The three phases of an asset’s life are Building, Collecting, and Serving.

  • Building - Source files are processed to build intermediate and final assets
    • Locale files contain translatable strings extracted from source files, are translated by humans, and are compiled to a binary representation for runtime use.
    • Localization JavaScript files contain translated strings in an executable format to allow in-browser translation of UI strings.
    • CKEditor is packaged with custom plugins for MDN’s use cases.
    • Many JavaScript libraries that are used on MDN are included in Kuma’s repository for version control.
    • JavaScript bundles, assembled by django-pipeline, combine several source files into a single minified JavaScript file.
    • CSS bundles, assembled by django-pipeline or gulp, combine several source Sass files into a single minified CSS file.
  • Collecting - Built assets are collected to the /static folder.
    • Django’s staticfiles provides a framework of Finder and Storage classes for collecting files.
    • django-pipeline augments staticfiles, to allow compiling, bundling, and minifiying JS and CSS assets in the collection phase.
    • gulp provides alternative tools to staticfiles for local development of assets.
  • Serving - Collected assets are served to visitors in development and production
    • In Django and Jinja templates, the static tag returns the URL of assets collected by staticfiles.
    • The statici18n tag returns the URL of localization JavaScript collected by staticfiles.
    • The pipeline tags javascript and stylesheet return the HTML markup for assets processed and collected by django-pipeline.
    • WhiteNoise serves static assets as part of the Django process.

Extracting and building locale files

Kuma uses Pontoon to translate strings in the user interface, in error messages, and in emails. These are stored in the mdn-l10n repository, and included as a git submodule at locale/. See the localization document for more details about locales.

Puente extracts strings to the Portable Object Template (.pot) files, as specified in the PUENTE configuration. The file locale/templates/LC_MESSAGES/django.pot contains strings from template files and Python code. The file javascript.pot contains strings from JavaScript files. Puente looks for the string parameters of gettext functions, such as gettext(), the common alias _(), and ngettext(). It also parses longer strings in the template tag trans.

Next the changes are merged into the existing Portable Object (.po) files, such as locale/fr/LC_MESSAGES/django.po, to add new strings and comment out removed strings.

Extracting and merging is done with make localeextract, usually during deployment, when UI strings change. This uses the extract management command provided by Puente, which uses Babel to extract strings and update the catalog. A maintainer pushes the updated catalogs as a new commit to the mdn-l10n repository.

Pontoon detects that the repository has changed, and notifies localization teams that there are new strings. In about 48 hours, the most active teams will translate strings into the top 10 MDN languages. These are applied by updating the locale submodule during the deployment process.

SHORT TASK :: Duplicate the portion of the passage about Kuma's assets starting with "The three phases" and going on through "minified CSS file.". Rely solely on the passage about Kuma's assets above.

DATA SHOWN ::

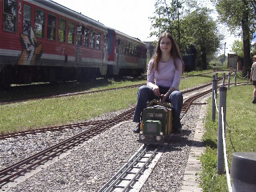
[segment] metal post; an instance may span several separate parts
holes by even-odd
[[[223,74],[223,76],[222,76],[222,85],[221,86],[225,86],[225,74]]]
[[[217,79],[215,76],[212,76],[212,121],[215,121],[216,118],[216,107],[215,106],[215,95],[217,94]],[[214,94],[215,93],[215,94]]]
[[[230,85],[230,73],[228,73],[228,90],[229,90],[229,86]]]
[[[221,86],[219,89],[219,116],[218,118],[218,148],[217,148],[217,172],[219,174],[225,173],[224,152],[223,151],[222,129],[225,130],[226,108],[227,88]],[[222,127],[221,107],[223,107],[224,127]]]
[[[230,165],[233,192],[256,191],[256,153],[234,152]]]
[[[236,86],[236,71],[235,71],[235,86]]]

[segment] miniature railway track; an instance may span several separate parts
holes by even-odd
[[[209,93],[209,91],[205,92],[205,94]],[[191,101],[187,102],[188,105],[183,105],[183,107],[188,108],[192,104],[193,101],[196,98],[200,98],[203,95],[203,93],[197,94],[192,97]],[[0,171],[0,186],[2,186],[9,182],[13,181],[14,179],[20,175],[23,175],[26,172],[35,169],[37,166],[45,163],[51,158],[59,156],[73,147],[88,140],[94,136],[103,132],[106,129],[125,121],[131,120],[134,113],[134,108],[130,109],[111,119],[109,119],[99,123],[92,128],[70,138],[58,144],[46,148],[34,155],[23,159],[13,165],[10,165],[5,169]],[[183,109],[185,111],[187,109]],[[77,124],[76,124],[77,126]],[[71,125],[70,125],[71,126]],[[83,125],[83,126],[84,126]]]
[[[187,93],[200,89],[204,88],[211,85],[211,83],[207,83],[196,88],[193,88],[191,89],[187,90],[186,91],[182,91],[181,93],[182,94]],[[100,91],[98,91],[99,92]],[[184,103],[185,103],[185,105],[187,106],[188,102],[189,102],[188,101],[186,100]],[[181,111],[181,113],[182,113],[181,115],[181,117],[183,116],[185,113],[186,112],[186,110],[184,108],[185,107],[184,106],[185,105],[183,104],[183,107],[182,107],[182,109]],[[67,129],[74,129],[83,128],[84,127],[94,126],[102,123],[102,121],[105,121],[102,120],[102,121],[99,121],[86,122],[84,123],[79,123],[76,124],[60,125],[58,126],[52,126],[52,127],[49,127],[41,128],[38,129],[32,129],[32,130],[29,130],[26,131],[22,131],[0,134],[0,141],[5,140],[5,139],[13,139],[18,138],[20,137],[26,137],[26,136],[30,135],[32,134],[44,133],[47,132],[61,131],[62,130],[67,130]]]
[[[197,76],[199,75],[207,75],[209,74],[212,73],[214,73],[214,71],[213,72],[209,72],[209,73],[206,73],[203,74],[199,74],[199,75],[191,75],[191,76],[185,76],[185,77],[181,77],[181,78],[189,78],[194,76]],[[59,94],[57,95],[49,95],[49,96],[45,96],[45,97],[35,97],[33,98],[30,98],[30,99],[22,99],[22,100],[17,100],[15,101],[6,101],[6,102],[0,102],[0,105],[6,105],[6,104],[10,104],[10,103],[16,103],[16,102],[26,102],[29,100],[35,100],[35,99],[50,99],[50,98],[59,98],[61,97],[70,97],[70,96],[74,96],[74,95],[81,95],[81,94],[89,94],[89,93],[98,93],[98,92],[104,92],[104,91],[114,91],[114,90],[117,90],[119,89],[131,89],[131,88],[134,88],[134,87],[137,87],[138,86],[140,86],[141,85],[142,85],[143,84],[138,84],[138,85],[129,85],[129,86],[125,86],[123,87],[116,87],[116,88],[111,88],[111,89],[104,89],[104,90],[97,90],[97,91],[83,91],[83,92],[74,92],[74,93],[63,93],[63,94]]]
[[[60,155],[61,153],[88,140],[108,128],[119,122],[131,119],[133,112],[133,109],[127,110],[110,120],[100,123],[86,131],[1,170],[0,186],[9,182],[13,181],[15,178],[23,175],[29,170],[35,169],[51,158]]]
[[[93,127],[105,121],[106,120],[100,120],[86,122],[84,123],[79,123],[69,125],[52,126],[3,134],[0,135],[0,141],[5,139],[17,139],[21,137],[44,133],[47,132],[61,131],[64,130],[80,129],[85,127]]]
[[[99,190],[99,192],[126,191],[133,188],[140,177],[164,146],[150,148],[142,145],[137,152]]]

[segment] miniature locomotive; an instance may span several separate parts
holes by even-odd
[[[139,142],[147,144],[163,144],[172,128],[172,106],[154,99],[144,109],[140,124]]]

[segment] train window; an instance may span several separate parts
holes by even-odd
[[[86,27],[84,27],[84,46],[88,47],[89,46],[89,29]]]
[[[76,26],[76,44],[82,45],[82,26]]]
[[[62,18],[59,19],[58,40],[59,42],[66,42],[66,20]]]
[[[50,40],[56,39],[56,17],[50,14],[48,14],[47,38]]]
[[[131,44],[131,55],[134,55],[134,45]]]
[[[156,114],[155,115],[155,120],[161,120],[162,118],[163,118],[163,114],[156,113]]]
[[[116,45],[115,46],[115,53],[118,53],[118,40],[116,39]]]
[[[130,43],[128,42],[126,43],[126,54],[130,54]]]
[[[95,30],[91,29],[91,48],[95,48]]]
[[[139,47],[139,46],[137,46],[137,57],[138,58],[140,58],[141,57],[141,52],[140,52],[140,49],[141,49],[141,47]]]
[[[36,37],[44,38],[44,13],[38,9],[35,10],[35,34]]]
[[[133,56],[137,56],[137,52],[136,50],[136,45],[134,45],[133,46]]]
[[[101,34],[100,32],[97,31],[96,36],[96,49],[100,50],[100,39],[101,38]]]
[[[120,53],[121,54],[124,54],[124,47],[123,47],[123,40],[120,41]]]
[[[124,54],[126,54],[126,42],[124,41]]]
[[[68,43],[74,44],[75,36],[75,23],[71,21],[68,21]]]
[[[24,5],[23,8],[23,33],[30,34],[30,6]]]
[[[3,28],[4,30],[16,31],[16,2],[12,0],[4,0],[4,12],[3,13]]]
[[[103,47],[103,50],[104,51],[107,50],[108,47],[108,41],[107,41],[107,35],[104,34],[104,47]]]

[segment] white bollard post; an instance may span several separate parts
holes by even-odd
[[[256,153],[233,153],[230,177],[233,192],[256,191]]]
[[[218,147],[217,147],[217,172],[219,174],[225,173],[224,152],[223,151],[222,129],[225,131],[226,109],[227,88],[221,86],[219,88],[219,116],[218,118]],[[224,127],[222,127],[221,107],[223,107]],[[225,137],[225,135],[223,135]]]
[[[236,86],[236,71],[235,71],[235,86]]]
[[[230,73],[228,73],[228,90],[229,90],[229,86],[230,85]]]
[[[215,76],[212,76],[212,121],[215,121],[216,118],[216,107],[215,106],[215,95],[217,94],[217,79]],[[215,93],[215,94],[214,94]]]

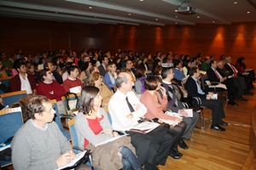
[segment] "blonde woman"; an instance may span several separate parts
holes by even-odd
[[[108,72],[104,76],[104,80],[109,88],[113,89],[115,87],[115,80],[117,78],[116,65],[114,63],[110,63],[108,65]]]
[[[95,86],[100,89],[99,93],[102,97],[102,107],[108,112],[108,105],[113,95],[113,92],[102,83],[102,76],[99,72],[93,72],[89,75],[87,86]]]

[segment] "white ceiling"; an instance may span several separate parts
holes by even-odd
[[[183,0],[0,0],[0,16],[134,26],[193,26],[213,21],[229,25],[256,21],[256,0],[190,0],[189,5],[196,8],[193,15],[175,12],[182,2]],[[186,3],[182,4],[186,5]]]

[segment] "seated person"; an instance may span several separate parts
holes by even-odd
[[[53,74],[49,69],[44,69],[40,72],[41,81],[37,87],[37,94],[44,95],[49,99],[56,99],[59,113],[65,114],[65,106],[61,96],[66,94],[62,86],[53,78]]]
[[[190,133],[193,131],[195,124],[197,123],[200,116],[196,112],[193,112],[193,117],[187,117],[187,112],[184,111],[184,106],[183,103],[178,99],[176,91],[174,90],[174,85],[172,84],[172,80],[173,79],[173,69],[172,67],[163,68],[162,71],[162,82],[161,85],[166,88],[167,95],[167,109],[172,111],[179,113],[183,115],[183,122],[186,123],[187,128],[182,136],[180,141],[178,141],[178,145],[183,149],[189,149],[183,139],[189,139]]]
[[[221,71],[219,72],[217,70],[217,61],[211,60],[210,62],[211,68],[207,70],[208,79],[211,82],[219,82],[225,84],[228,90],[228,98],[229,98],[229,105],[238,105],[234,100],[234,94],[236,93],[236,88],[234,84],[234,81],[232,79],[228,79],[228,77],[223,74]],[[223,88],[218,90],[224,90]],[[242,98],[242,96],[238,96],[238,100],[245,101],[246,99]]]
[[[173,67],[174,78],[177,81],[182,81],[185,77],[185,75],[181,61],[179,60],[173,60]]]
[[[53,76],[54,76],[54,80],[57,81],[57,82],[59,82],[59,84],[62,84],[63,83],[63,80],[61,77],[61,75],[59,73],[58,71],[55,71],[55,68],[54,67],[53,64],[51,62],[47,62],[44,65],[44,69],[49,69],[49,71],[52,72]]]
[[[56,169],[75,156],[70,143],[53,122],[55,110],[44,96],[29,99],[26,110],[30,119],[18,130],[13,139],[14,168]]]
[[[115,87],[115,80],[117,78],[115,64],[110,63],[108,65],[108,71],[104,76],[105,82],[109,88],[113,89],[113,87]]]
[[[67,80],[67,78],[68,77],[68,73],[67,73],[67,70],[68,68],[71,66],[71,65],[75,65],[74,63],[73,62],[67,62],[66,63],[65,66],[63,67],[63,70],[62,70],[62,81],[64,82],[65,80]]]
[[[232,59],[231,59],[231,57],[228,56],[228,57],[225,58],[225,65],[224,65],[224,67],[234,76],[238,76],[243,77],[244,81],[245,81],[245,83],[246,83],[246,86],[247,86],[247,91],[249,91],[251,89],[251,85],[250,85],[250,81],[249,81],[248,76],[247,75],[242,75],[241,72],[239,72],[236,70],[236,68],[232,65]]]
[[[201,105],[212,110],[212,129],[218,131],[225,131],[219,125],[228,126],[222,118],[225,117],[222,101],[219,99],[211,99],[212,93],[206,94],[201,88],[197,80],[200,77],[200,71],[196,67],[191,67],[189,77],[185,84],[185,89],[188,91],[189,97],[198,97],[201,100]]]
[[[82,81],[82,82],[84,82],[84,80],[85,80],[85,78],[88,77],[88,76],[90,75],[90,72],[91,69],[93,69],[93,66],[92,66],[92,65],[91,65],[90,62],[85,61],[83,64],[83,65],[81,67],[81,74],[80,74],[80,76],[79,76],[79,79]]]
[[[75,118],[79,147],[93,152],[93,165],[100,169],[144,169],[137,160],[130,137],[122,137],[113,142],[95,147],[108,139],[119,136],[113,132],[108,116],[101,108],[99,88],[86,86],[80,99],[80,112]],[[119,155],[121,155],[120,156]]]
[[[253,81],[255,81],[255,73],[253,69],[247,70],[247,65],[244,63],[245,58],[240,57],[237,59],[236,68],[240,73],[247,73],[247,78],[249,81],[249,88],[250,89],[254,89],[254,86],[253,84]]]
[[[26,90],[27,94],[32,94],[33,89],[37,88],[35,78],[26,74],[26,63],[19,62],[16,66],[19,74],[10,79],[10,90],[12,92]]]
[[[202,70],[204,71],[207,71],[209,68],[211,68],[210,61],[211,61],[210,57],[206,56],[205,57],[205,62],[203,62],[201,65],[201,70]]]
[[[219,60],[217,63],[218,68],[216,69],[218,72],[222,72],[225,76],[233,80],[236,88],[237,88],[237,96],[245,95],[253,95],[253,93],[250,92],[247,88],[245,80],[242,76],[237,76],[231,73],[230,71],[228,71],[225,67],[225,61]]]
[[[99,72],[93,72],[89,75],[88,86],[95,86],[100,89],[100,94],[102,97],[102,107],[108,112],[108,105],[110,98],[113,96],[113,92],[102,83],[102,79]]]
[[[3,63],[0,61],[0,78],[5,78],[8,75],[5,71],[5,70],[3,68]]]
[[[76,65],[71,65],[68,70],[68,77],[63,82],[63,88],[66,93],[71,92],[74,94],[81,93],[84,84],[81,80],[78,78],[79,74],[79,67]]]
[[[101,75],[103,76],[108,72],[108,58],[107,55],[101,57],[102,64],[98,66]]]
[[[177,150],[177,142],[182,140],[181,137],[185,131],[186,124],[183,122],[182,119],[179,117],[165,114],[164,111],[166,110],[168,103],[166,91],[165,88],[160,86],[160,82],[158,81],[157,77],[149,76],[146,78],[144,83],[147,90],[142,95],[140,101],[148,109],[145,118],[171,120],[178,123],[178,125],[170,128],[170,133],[173,136],[173,143],[171,147],[172,151],[170,156],[174,159],[178,159],[183,155]],[[163,98],[161,98],[157,90],[162,92]]]
[[[135,89],[137,94],[143,94],[145,91],[144,81],[146,79],[146,69],[143,66],[138,66],[136,70]]]
[[[130,72],[119,72],[116,82],[119,88],[108,103],[112,126],[113,129],[127,131],[138,123],[147,108],[131,90],[134,82]],[[169,128],[161,127],[146,134],[129,132],[137,159],[145,169],[155,170],[157,164],[165,165],[172,144],[172,136],[168,133]]]
[[[35,67],[32,63],[26,63],[26,73],[32,76],[35,78],[36,83],[38,83],[40,81],[39,72],[35,71]]]

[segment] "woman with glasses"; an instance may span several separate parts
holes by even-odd
[[[102,107],[108,112],[108,105],[113,95],[113,92],[102,82],[100,73],[93,72],[89,75],[87,86],[95,86],[100,89],[99,93],[102,97]]]
[[[119,136],[113,132],[107,115],[101,108],[102,98],[99,91],[94,86],[86,86],[81,92],[80,110],[75,117],[79,147],[93,152],[93,165],[97,169],[143,170],[134,154],[130,137],[125,136],[97,145]]]
[[[115,80],[117,78],[115,64],[113,64],[113,63],[108,64],[108,71],[104,76],[104,80],[105,80],[106,85],[109,88],[112,88],[113,91],[114,92],[113,88],[116,86]]]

WRITTEN REPLY ::
The three phases of an asset’s life are Building, Collecting, and Serving.

  • Building - Source files are processed to build intermediate and final assets
    • Locale files contain translatable strings extracted from source files, are translated by humans, and are compiled to a binary representation for runtime use.
    • Localization JavaScript files contain translated strings in an executable format to allow in-browser translation of UI strings.
    • CKEditor is packaged with custom plugins for MDN’s use cases.
    • Many JavaScript libraries that are used on MDN are included in Kuma’s repository for version control.
    • JavaScript bundles, assembled by django-pipeline, combine several source files into a single minified JavaScript file.
    • CSS bundles, assembled by django-pipeline or gulp, combine several source Sass files into a single minified CSS file.